- [Goal] Reproduce every one of the entries below verbatim, omitting the picture.

- [Materials provided]
<<<<
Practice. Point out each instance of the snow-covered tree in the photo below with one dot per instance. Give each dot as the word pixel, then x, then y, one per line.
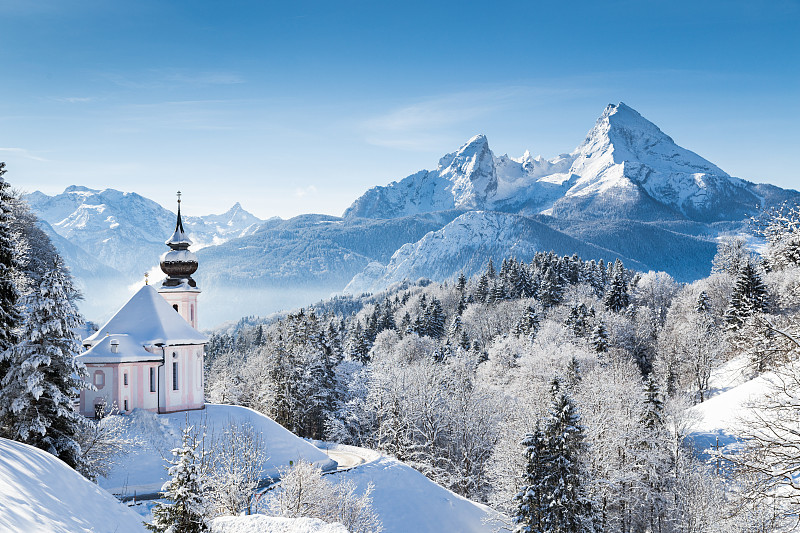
pixel 235 468
pixel 43 377
pixel 185 508
pixel 10 315
pixel 617 297
pixel 749 297
pixel 532 499
pixel 303 492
>>>>
- [Result of this exercise]
Practice. Point out each instance of the snow-covered tree in the photo below with one dot per instance. Give each dot as the word pixel, then x, then y, one per line.
pixel 235 468
pixel 43 377
pixel 185 508
pixel 10 315
pixel 617 297
pixel 749 297
pixel 532 499
pixel 303 492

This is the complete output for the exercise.